- GIVEN EXERCISE -
Write the next part of the foreword about politicians wanting to control schools, picking up after its last sentence.

A general State education is a mere contrivance for moulding people to be exactly like one another; and as the mould in which it casts them is that which pleases the dominant power in the government, whether this be a monarch, an aristocracy, or a majority of the existing generation; in proportion as it is efficient and successful, it establishes a despotism over the mind, leading by a natural tendency to one over the body — John Stuart Mill, “On Liberty.”
The problem isn’t that Johnny can’t read. The problem isn’t even that Johnny can’t think. The problem is that Johnny doesn’t know what thinking is; he confuses it with feeling — Thomas Sowell, “Inside American Education.”
.
Foreword by Professor Terence Kealy, Vice-Chancellor of the University of Buckingham
Politicians and political activists have always wanted to control the schools, for obvious reasons. St Francis Xavier of the Jesuits may or may not have said ‘give me the child until he is seven and I’ll give you the man’ but too many politicians have wanted the child until he or she is seventeen, just to make sure.

- DATA LINES -
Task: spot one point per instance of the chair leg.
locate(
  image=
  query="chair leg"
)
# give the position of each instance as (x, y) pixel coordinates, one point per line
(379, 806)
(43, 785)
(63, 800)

==

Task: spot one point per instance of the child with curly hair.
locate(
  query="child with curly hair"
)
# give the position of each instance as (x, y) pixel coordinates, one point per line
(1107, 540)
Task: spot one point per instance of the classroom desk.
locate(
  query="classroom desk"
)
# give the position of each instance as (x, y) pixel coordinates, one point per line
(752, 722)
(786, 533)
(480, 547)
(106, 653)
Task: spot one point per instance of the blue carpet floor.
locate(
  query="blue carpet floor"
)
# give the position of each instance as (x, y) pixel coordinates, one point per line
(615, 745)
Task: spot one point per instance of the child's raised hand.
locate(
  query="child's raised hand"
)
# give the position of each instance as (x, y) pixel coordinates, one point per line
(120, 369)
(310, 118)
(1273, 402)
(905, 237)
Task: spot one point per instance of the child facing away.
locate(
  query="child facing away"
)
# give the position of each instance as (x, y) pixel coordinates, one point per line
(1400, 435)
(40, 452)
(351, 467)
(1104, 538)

==

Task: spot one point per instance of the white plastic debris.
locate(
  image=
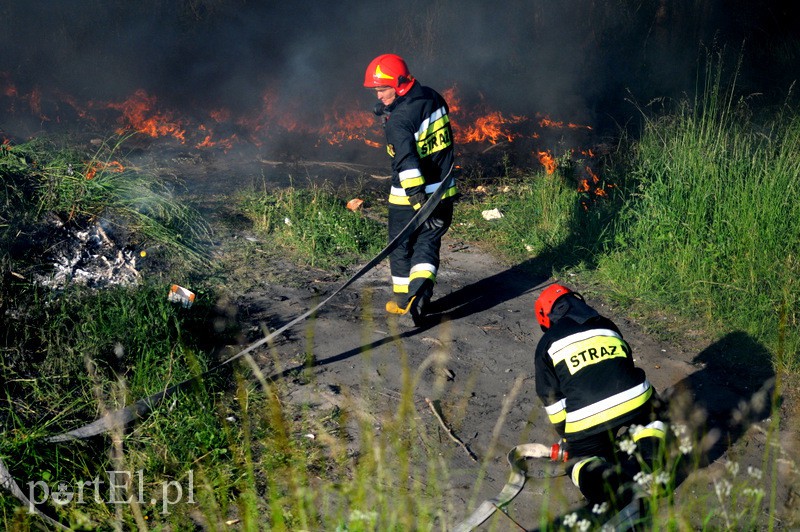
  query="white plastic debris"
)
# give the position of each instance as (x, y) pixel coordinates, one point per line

- FINAL ANSWER -
In this impressive paper Andrew Montford and John Shade have shown how effectively eco-activism appears to have captured our schools’ curriculums. It is of course true that the greenhouse effect is based on good physics, but even better physics recognises that the globe is a complex system and that many different effects – not just the greenhouse effect – will influence the climate. And since we cannot yet model the world’s climate with confidence, we must be suspicious of the certainty with which eco-activists seek to influence the schools’ curriculums.
Eco-activism is, as Montford and Shade have shown, only the most recent example of attempted curriculum-capture by political activists, so we need to construct institutions to protect the schools from such capture. Montford and Shade have invoked the horrible examples of education under the communist regimes of Eastern Europe or China, and in so doing they point the way to the only solid future – democracy.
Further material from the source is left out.